WHAT YOU SHOULD DO>
Write out every line of the records below as a Markdown table with the columns Row and Line. Number the rows in order and skip blank lines.

:::

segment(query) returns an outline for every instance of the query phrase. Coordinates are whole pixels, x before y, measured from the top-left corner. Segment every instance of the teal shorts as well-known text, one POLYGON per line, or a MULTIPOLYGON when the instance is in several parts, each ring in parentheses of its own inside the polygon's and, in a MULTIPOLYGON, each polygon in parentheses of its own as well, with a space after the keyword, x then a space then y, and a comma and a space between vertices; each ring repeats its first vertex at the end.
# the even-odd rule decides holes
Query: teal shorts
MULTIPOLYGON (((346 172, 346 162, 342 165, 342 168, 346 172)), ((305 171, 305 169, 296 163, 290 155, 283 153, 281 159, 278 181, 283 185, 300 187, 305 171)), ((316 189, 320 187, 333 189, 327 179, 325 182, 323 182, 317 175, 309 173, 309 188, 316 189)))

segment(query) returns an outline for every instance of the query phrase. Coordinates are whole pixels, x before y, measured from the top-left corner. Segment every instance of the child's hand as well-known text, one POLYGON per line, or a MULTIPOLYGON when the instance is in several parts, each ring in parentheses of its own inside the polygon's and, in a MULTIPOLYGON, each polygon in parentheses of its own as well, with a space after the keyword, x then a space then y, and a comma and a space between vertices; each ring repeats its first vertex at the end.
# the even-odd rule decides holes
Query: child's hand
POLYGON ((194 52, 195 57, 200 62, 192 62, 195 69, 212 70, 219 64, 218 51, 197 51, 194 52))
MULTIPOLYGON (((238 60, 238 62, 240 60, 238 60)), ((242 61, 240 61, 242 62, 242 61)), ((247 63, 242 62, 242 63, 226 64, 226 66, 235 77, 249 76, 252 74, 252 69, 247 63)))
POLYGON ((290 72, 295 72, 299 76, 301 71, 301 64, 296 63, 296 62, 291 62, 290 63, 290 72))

:::

SOLUTION TO THE PROBLEM>
| Row | Line |
|---|---|
| 1 | segment(query) returns an outline for every instance of the query phrase. Coordinates are whole pixels, x before y, measured from the top-left corner. Segment every instance of the teal shorts as well-known text, one POLYGON per line, or a MULTIPOLYGON when the instance is in several parts, each ring in parentheses of its own inside the polygon's and, in a MULTIPOLYGON, each polygon in parentheses of its own as well, with a space after the keyword, x then a space then y, and a comma and a space between vertices; each ring repeats its first vertex at the end. |
| 2 | # the even-odd rule decides holes |
| 3 | Query: teal shorts |
| 4 | MULTIPOLYGON (((346 172, 346 162, 342 165, 342 168, 346 172)), ((305 171, 305 169, 296 163, 290 155, 283 153, 281 159, 278 181, 283 185, 300 187, 305 171)), ((316 189, 320 187, 333 189, 327 179, 325 182, 323 182, 317 175, 309 173, 309 188, 316 189))) |
| 5 | segment(query) returns an outline for every instance of the query phrase. Coordinates are whole pixels, x before y, measured from the top-left corner. Segment every instance of the child's hand as well-known text, one POLYGON per line, or a MULTIPOLYGON when the instance is in several parts, each ring in parentheses of its own inside the polygon's and, in a MULTIPOLYGON, each polygon in parentheses of its own as well, with a space after the keyword, x then a space then y, and a comma and a space between vertices; each ring repeats its first vertex at the end. |
| 6 | # the even-odd rule decides holes |
| 7 | Query: child's hand |
| 8 | POLYGON ((194 52, 195 57, 200 62, 192 62, 195 69, 212 70, 219 64, 218 51, 197 51, 194 52)) |
| 9 | MULTIPOLYGON (((238 60, 238 62, 240 60, 238 60)), ((242 61, 240 61, 242 62, 242 61)), ((247 63, 242 62, 242 63, 226 64, 226 66, 235 77, 249 76, 252 74, 252 69, 247 63))) |
| 10 | POLYGON ((290 72, 295 72, 299 76, 301 71, 301 64, 296 63, 296 62, 291 62, 290 63, 290 72)) |